## Exercise task
Convert the lines from the one containing "Exercise. Identify every instance of the apron" through the end of the entries below into a numbered list. Leave out any blank lines.

[Entries for identifying locations]
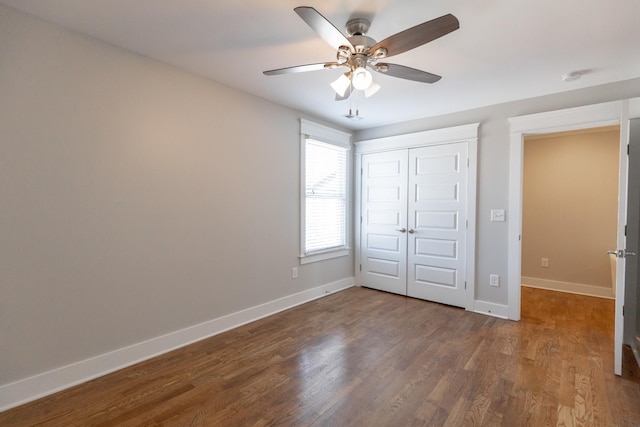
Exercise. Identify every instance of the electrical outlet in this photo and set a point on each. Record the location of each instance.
(494, 280)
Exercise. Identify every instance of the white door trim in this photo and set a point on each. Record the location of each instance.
(605, 114)
(468, 133)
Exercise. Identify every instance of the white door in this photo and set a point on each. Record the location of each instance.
(384, 221)
(413, 222)
(437, 223)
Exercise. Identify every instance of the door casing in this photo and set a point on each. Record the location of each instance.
(466, 133)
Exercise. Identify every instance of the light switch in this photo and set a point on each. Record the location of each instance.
(497, 215)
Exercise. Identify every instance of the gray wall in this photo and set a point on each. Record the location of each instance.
(493, 165)
(632, 277)
(135, 199)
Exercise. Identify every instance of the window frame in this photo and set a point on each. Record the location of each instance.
(327, 135)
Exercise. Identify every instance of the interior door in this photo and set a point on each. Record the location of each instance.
(383, 221)
(437, 223)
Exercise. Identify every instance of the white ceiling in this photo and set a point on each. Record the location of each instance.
(503, 51)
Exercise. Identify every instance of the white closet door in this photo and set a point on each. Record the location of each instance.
(437, 223)
(384, 216)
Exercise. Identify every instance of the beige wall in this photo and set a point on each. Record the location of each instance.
(570, 206)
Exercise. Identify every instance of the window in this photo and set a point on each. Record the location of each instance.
(325, 192)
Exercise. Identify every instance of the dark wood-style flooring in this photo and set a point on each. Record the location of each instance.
(367, 358)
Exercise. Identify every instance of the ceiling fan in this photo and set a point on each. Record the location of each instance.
(359, 53)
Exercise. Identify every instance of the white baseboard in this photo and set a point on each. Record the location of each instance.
(32, 388)
(572, 288)
(491, 308)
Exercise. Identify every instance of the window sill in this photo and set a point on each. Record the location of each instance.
(307, 259)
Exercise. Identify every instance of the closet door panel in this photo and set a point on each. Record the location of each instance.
(384, 215)
(437, 223)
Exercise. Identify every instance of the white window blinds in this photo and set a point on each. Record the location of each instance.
(326, 167)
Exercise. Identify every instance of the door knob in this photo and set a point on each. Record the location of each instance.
(621, 253)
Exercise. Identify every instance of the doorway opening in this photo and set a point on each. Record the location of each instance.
(570, 210)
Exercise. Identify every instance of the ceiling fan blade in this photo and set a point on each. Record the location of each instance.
(418, 35)
(407, 73)
(302, 68)
(325, 29)
(346, 95)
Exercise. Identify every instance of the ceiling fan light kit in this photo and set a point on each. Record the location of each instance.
(360, 53)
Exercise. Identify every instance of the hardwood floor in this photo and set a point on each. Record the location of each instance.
(367, 358)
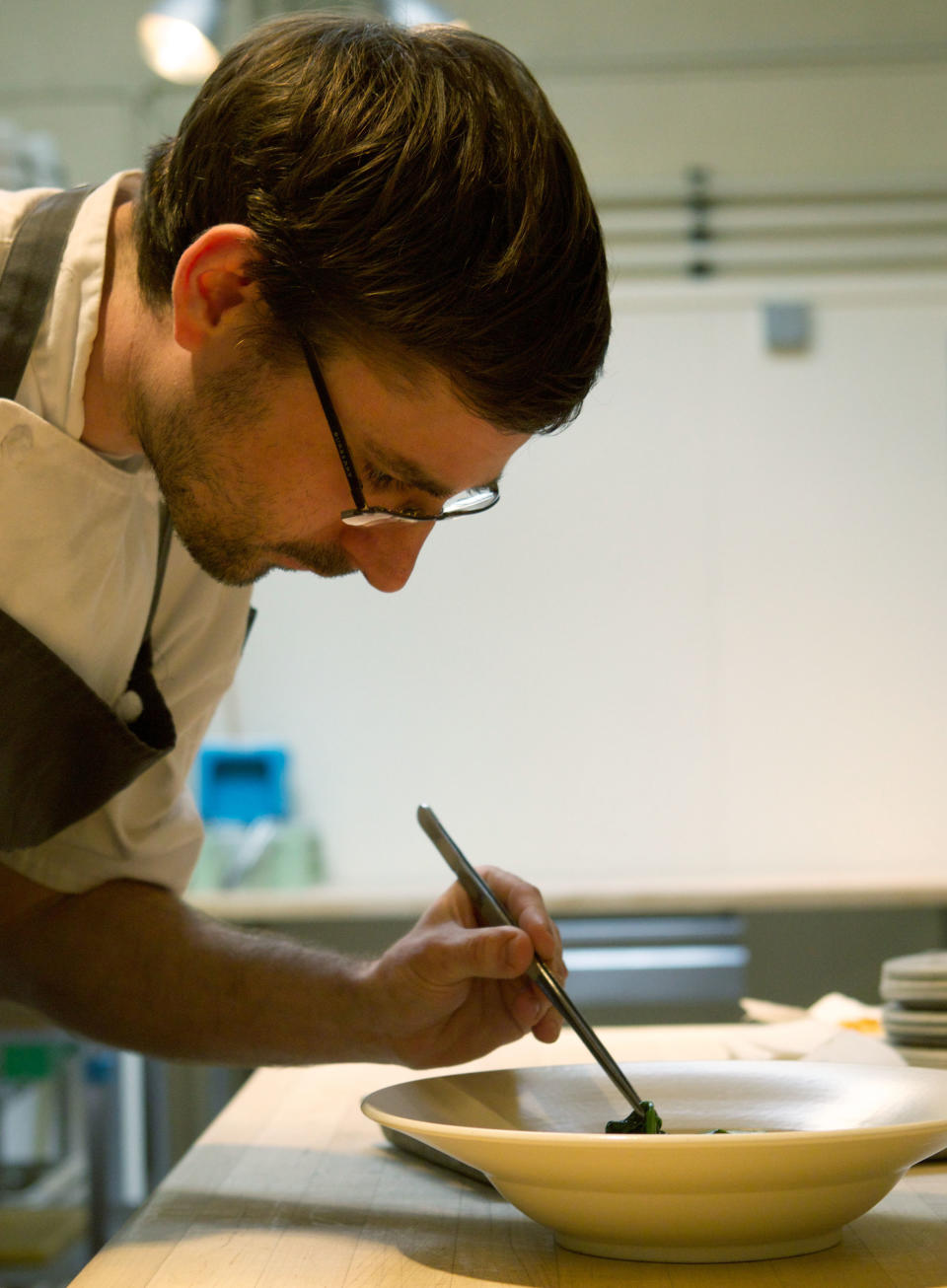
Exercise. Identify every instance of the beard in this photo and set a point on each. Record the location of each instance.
(215, 505)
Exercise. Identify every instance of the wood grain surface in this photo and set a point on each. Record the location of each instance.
(293, 1187)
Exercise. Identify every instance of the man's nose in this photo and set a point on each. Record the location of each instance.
(386, 555)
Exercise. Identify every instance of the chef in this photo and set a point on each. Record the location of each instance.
(362, 274)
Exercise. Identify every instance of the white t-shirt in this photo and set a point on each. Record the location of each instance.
(78, 562)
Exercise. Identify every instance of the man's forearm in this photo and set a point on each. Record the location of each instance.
(133, 966)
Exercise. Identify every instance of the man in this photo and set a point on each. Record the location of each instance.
(360, 277)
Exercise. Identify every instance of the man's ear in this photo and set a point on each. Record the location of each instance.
(210, 283)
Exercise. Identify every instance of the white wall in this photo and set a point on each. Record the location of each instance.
(705, 631)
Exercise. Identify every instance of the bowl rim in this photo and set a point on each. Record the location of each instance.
(540, 1139)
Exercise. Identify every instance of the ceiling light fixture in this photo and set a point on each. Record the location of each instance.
(180, 38)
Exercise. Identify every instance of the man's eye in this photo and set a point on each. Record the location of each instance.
(378, 478)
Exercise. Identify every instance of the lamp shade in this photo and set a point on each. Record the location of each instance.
(178, 38)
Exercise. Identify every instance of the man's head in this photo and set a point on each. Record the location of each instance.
(408, 192)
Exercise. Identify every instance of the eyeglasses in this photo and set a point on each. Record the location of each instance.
(472, 501)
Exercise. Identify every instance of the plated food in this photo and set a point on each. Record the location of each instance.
(805, 1148)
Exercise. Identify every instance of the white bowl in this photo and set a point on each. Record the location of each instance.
(825, 1143)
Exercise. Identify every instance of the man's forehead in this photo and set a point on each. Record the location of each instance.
(408, 470)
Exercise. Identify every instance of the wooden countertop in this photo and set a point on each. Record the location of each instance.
(293, 1187)
(720, 895)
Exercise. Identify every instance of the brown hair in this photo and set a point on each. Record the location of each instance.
(408, 188)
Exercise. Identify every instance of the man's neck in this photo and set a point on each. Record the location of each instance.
(106, 426)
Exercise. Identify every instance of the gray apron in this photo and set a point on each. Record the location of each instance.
(63, 752)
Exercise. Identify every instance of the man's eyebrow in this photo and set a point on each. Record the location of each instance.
(406, 470)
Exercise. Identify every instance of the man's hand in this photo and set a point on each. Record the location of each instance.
(451, 990)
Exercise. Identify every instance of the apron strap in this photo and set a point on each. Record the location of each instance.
(30, 269)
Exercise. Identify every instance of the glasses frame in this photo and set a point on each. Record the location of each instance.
(365, 514)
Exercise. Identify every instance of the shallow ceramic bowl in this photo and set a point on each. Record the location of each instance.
(824, 1144)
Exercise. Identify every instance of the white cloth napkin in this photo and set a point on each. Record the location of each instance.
(822, 1032)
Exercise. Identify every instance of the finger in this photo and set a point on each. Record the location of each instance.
(525, 904)
(455, 955)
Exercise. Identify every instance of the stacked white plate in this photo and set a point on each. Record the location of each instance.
(914, 1013)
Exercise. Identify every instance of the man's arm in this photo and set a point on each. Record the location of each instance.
(131, 965)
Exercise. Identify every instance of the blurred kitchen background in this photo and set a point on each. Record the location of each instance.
(691, 675)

## Exercise response
1. Exercise. Identify every instance of the apron strap in this photo and set a point on each. Record the location of each instance.
2. (30, 269)
3. Exercise. Identify every instance of the glasses frame in this photo and set a point on each. Record the location of each instance.
4. (365, 514)
5. Exercise. Identify every instance of the shallow ceramic bowl in this photo and set a point on each. Record the location of each instance.
6. (824, 1144)
7. Exercise. Identify every instance of the white cloth napkin in this photo and set a point on each. Record the location of each instance.
8. (822, 1032)
9. Exercise. Identify every instance of the finger in this photo and set a point on each. Record the location of each instance.
10. (525, 904)
11. (455, 955)
12. Exercise. Identify every instance of the stacked white plate in this photo and set a point on each. Record the location of each instance.
13. (914, 1013)
14. Exercise. Identify every instance of the man's arm in this photo and set a point on each. Record the location of each instance.
15. (131, 965)
16. Exercise. Identify every instance of the blurred kitchen background in this photo and set a point on each. Record the location of each instance.
17. (691, 675)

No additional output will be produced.